- _Page excerpt_
════
Sunday, 23 May 2010

Writer Spotlight - Grant Morrison

I'm going to be doing a monthly writers spotlight, highlighting interesting writers and their best works.

This month we look at Grant Morrison.

Grant Morrison is one of a large bunch of British comic book writers who got picked up by DC and Marvel after success over here, (this bunch including Warren Ellis, Alan Moore, Mike Carey, Paul Cornell, Neil Gaiman and Mark Millar) and probably one of the most iconic comic book writers out there still.

His early works, including Animal Man and Doom Patrol focussed on the metafictional aspects of comics, bringing his characters face to face with God (played by Morrison in a bizarre cameo at the end of his Animal Man run) and even breaking through into the real world towards the end of Doom Patrol.

Running themes throughout his work are the ideas of superheroes coming face to face with analogues of themselves, and it's this aspect that I love about his writing.

So, here's my top Grant Morrison comics:

Arkham Asylum

Batman is called to Arkham Asylum when the inmates take over and demand that he is incarcerated as well simply because to be Batman he has to be as insane as the rest of them. Morrison's Batman stories have a genesis here and have been resonating in his Dark Knight stories ever since (see below). The characterisation of each of the villains is ingenious - his Mad Hatter verges on peadophillic in his Alice in Wonderland obsession, and his Two Face has been weaned off his beloved coin, and has instead been trained to use a six-sided die to increase the different options available to him (eventually, doctors say they want to teach him to make decisions using a set of tarot cards). This story is also the first one to start to delve into what makes Batman, what sets Bruce Wayne apart from other people - why can no-one else be Batman? It's a similar idea that Alan Moore explored in The Killing Joke, when the Joker claims that all it took for him to become a villian was one bad day, ("You had a bad day once, am I right? I know I am. I can tell you had a bad day and everything changed. Why else would you dress up like a flying rat?"). Arkham Asylum is in many ways an introduction to the themes and ideas that Grant Morrison plays with in his writing.
════
- _Dataset extract_

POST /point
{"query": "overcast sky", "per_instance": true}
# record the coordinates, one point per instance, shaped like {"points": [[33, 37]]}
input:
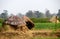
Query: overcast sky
{"points": [[22, 6]]}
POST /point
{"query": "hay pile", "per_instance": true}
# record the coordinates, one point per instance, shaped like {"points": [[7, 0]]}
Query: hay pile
{"points": [[16, 28]]}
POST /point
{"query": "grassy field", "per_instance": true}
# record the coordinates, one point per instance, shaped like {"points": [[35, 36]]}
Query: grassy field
{"points": [[45, 38], [52, 26]]}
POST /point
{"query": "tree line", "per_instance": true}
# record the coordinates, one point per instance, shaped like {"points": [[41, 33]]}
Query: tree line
{"points": [[32, 14]]}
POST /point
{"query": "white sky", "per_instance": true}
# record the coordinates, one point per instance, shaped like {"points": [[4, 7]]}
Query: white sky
{"points": [[22, 6]]}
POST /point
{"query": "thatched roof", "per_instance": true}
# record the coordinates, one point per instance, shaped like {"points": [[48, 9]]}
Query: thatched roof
{"points": [[15, 20]]}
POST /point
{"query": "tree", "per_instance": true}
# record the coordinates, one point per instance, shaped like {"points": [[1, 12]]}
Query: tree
{"points": [[30, 14], [4, 14], [48, 15], [20, 15], [58, 13]]}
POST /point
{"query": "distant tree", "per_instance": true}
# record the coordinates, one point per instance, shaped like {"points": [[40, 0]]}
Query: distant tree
{"points": [[47, 13], [19, 15], [4, 14], [38, 14], [58, 13], [30, 14]]}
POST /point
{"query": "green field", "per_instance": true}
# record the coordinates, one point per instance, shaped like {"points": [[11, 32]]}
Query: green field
{"points": [[45, 38], [52, 26]]}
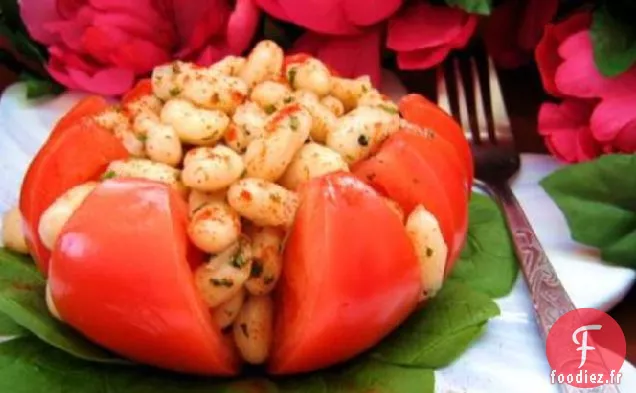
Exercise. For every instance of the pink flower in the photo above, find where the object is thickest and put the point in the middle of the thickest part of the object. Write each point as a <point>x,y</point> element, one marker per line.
<point>102,46</point>
<point>350,56</point>
<point>597,115</point>
<point>566,130</point>
<point>336,17</point>
<point>423,34</point>
<point>514,28</point>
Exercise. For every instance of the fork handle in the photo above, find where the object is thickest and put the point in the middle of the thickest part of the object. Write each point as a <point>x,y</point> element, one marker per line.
<point>549,298</point>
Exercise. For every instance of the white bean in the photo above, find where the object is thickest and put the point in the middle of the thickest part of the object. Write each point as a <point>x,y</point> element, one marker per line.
<point>248,123</point>
<point>214,90</point>
<point>262,202</point>
<point>268,260</point>
<point>253,329</point>
<point>426,237</point>
<point>270,95</point>
<point>194,125</point>
<point>223,277</point>
<point>55,216</point>
<point>333,104</point>
<point>349,91</point>
<point>12,232</point>
<point>312,160</point>
<point>214,227</point>
<point>285,133</point>
<point>311,75</point>
<point>197,199</point>
<point>212,168</point>
<point>168,79</point>
<point>226,313</point>
<point>357,133</point>
<point>50,304</point>
<point>322,119</point>
<point>229,65</point>
<point>116,122</point>
<point>264,62</point>
<point>163,144</point>
<point>145,169</point>
<point>148,104</point>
════
- _Task list_
a - Condense the paragraph of the Grant Morrison spotlight that begins "Grant Morrison is one of a large bunch" into a short bulleted list that keeps its main facts.
b - Return the passage of the Grant Morrison spotlight between "I'm going to" and "out there still.", inclusive, copied word for word.
The rows aren't needed for what comes next.

- _Results in order_
a -
- Grant Morrison is one of many British comic book writers whom DC and Marvel picked up after earlier success.
- The group also includes Warren Ellis, Alan Moore, Mike Carey, Paul Cornell, Neil Gaiman and Mark Millar.
- He is probably still one of the most iconic comic book writers.

b -
I'm going to be doing a monthly writers spotlight, highlighting interesting writers and their best works.

This month we look at Grant Morrison.

Grant Morrison is one of a large bunch of British comic book writers who got picked up by DC and Marvel after success over here, (this bunch including Warren Ellis, Alan Moore, Mike Carey, Paul Cornell, Neil Gaiman and Mark Millar) and probably one of the most iconic comic book writers out there still.